ЗАДАНИЕ 1:
Выпишите из текста воспоминаний свидетеля все географические названия.
ЗАДАНИЕ 2:
Перепишите дословно фрагмент текста воспоминаний свидетеля, начиная со слов «Так как я знал» и заканчивая словами «их надо накормить.».

ТЕКСТ:
============================================================

На пятый вопрос: «Условия существования в Средней Азии и Казахстане (ограничение свободного передвижения, оскорбления, унижения, прозвище »враг народа», «предатель», отказ в приеме на работу, на учебу, осуждение за незначительные правонарушения, использование детского труда, предоставление ра-боты, связанной с вредными условиями труда и т.д.), свидетель ответил следующее:
—Нас выгрузили в Джелалабадской области, на станции Октябрьская. Нас увезли оттуда в село Джанчиджол на санях, подводах, запряженных ослами, лошадьми. Нам, я считаю, более повезло. В киргизском колхозе нам выделили дом, вернее расселили по домам колхозников на квартиры.
Меня с отцом заселили в дом к отцу председателя колхоза. Из-за того, что я знаю кумыкский язык, я понимал немного киргизский, поэтому хозяин дома неплохо ко мне относился. Вначале он оглядывался на нашу комнату с опаской, но однажды, когда отец молился, не выдержал и спросил меня, что это делает мой отец, Когда я сказал, что отец молится, ведь мы мусульмане, как и вы, он вначале удивился, не поверил, но после этого его отношение к нам изменилось. Хозяин рассказал, что им говорили, что везут к ним диких людей, людоедов.
Так как я знал немного язык, меня поставили бригадиром над чеченцами, ввели в члены правления колхоза. Время было голодное, и я однажды на собрании сказал председателю, что если он хочет, чтобы люди не умирали с голоду и хорошо работали, то их надо накормить.
Председатель организовал для нас общее питание за счет колхоза. Но это длилось недолго. Через некоторое время на полевой стан приехали председатель колхоза и 2-й секретарь райкома. Увидев сидящих людей, секретарь поинтересовался, почему они не работают, а когда узнал, что они обедают, да еще за счет колхоза, то он пришел в ярость, пригрозил председателю стереть его с лица земли, если он немедленно не прекратит все это.

============================================================

НАБОР ДАННЫХ:
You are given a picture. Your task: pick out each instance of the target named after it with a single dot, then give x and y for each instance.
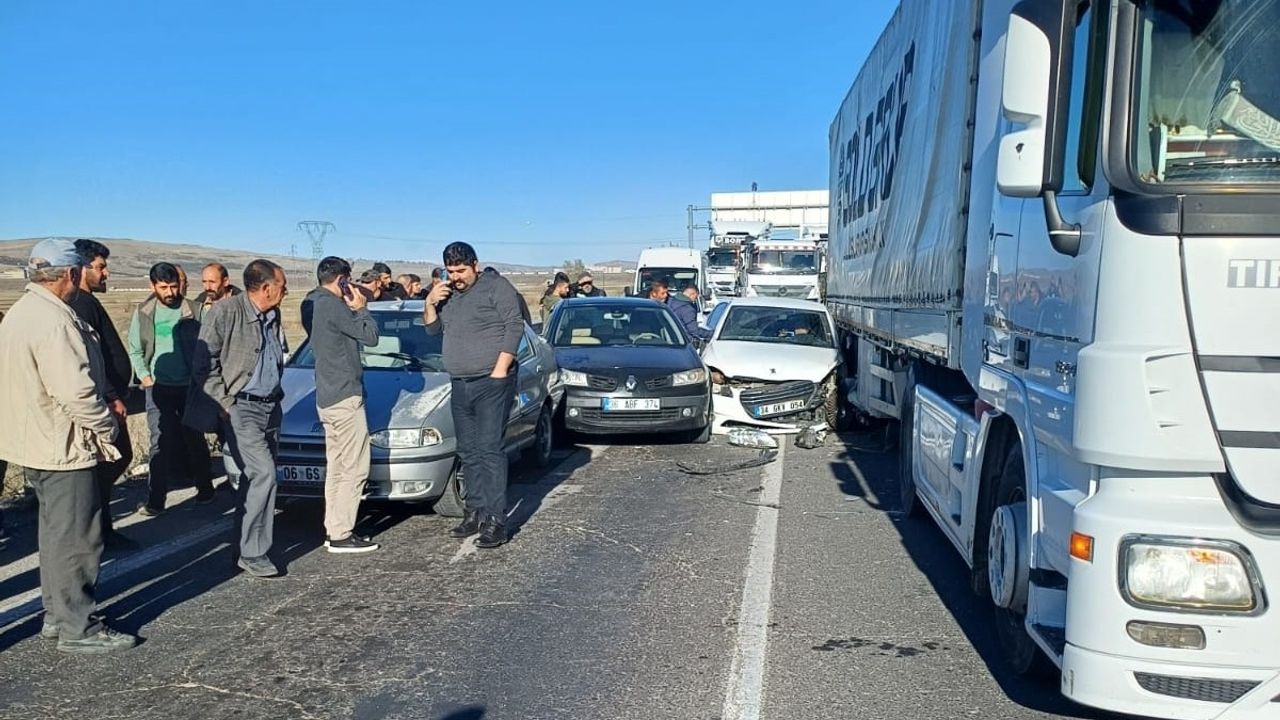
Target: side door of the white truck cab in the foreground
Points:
(1054, 299)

============================================================

ОТВЕТ 1:
Средняя Азия, Казахстан, Джелалабадская область, станция Октябрьская, село Джанчиджол

ОТВЕТ 2:
Так как я знал немного язык, меня поставили бригадиром над чеченцами, ввели в члены правления колхоза. Время было голодное, и я однажды на собрании сказал председателю, что если он хочет, чтобы люди не умирали с голоду и хорошо работали, то их надо накормить.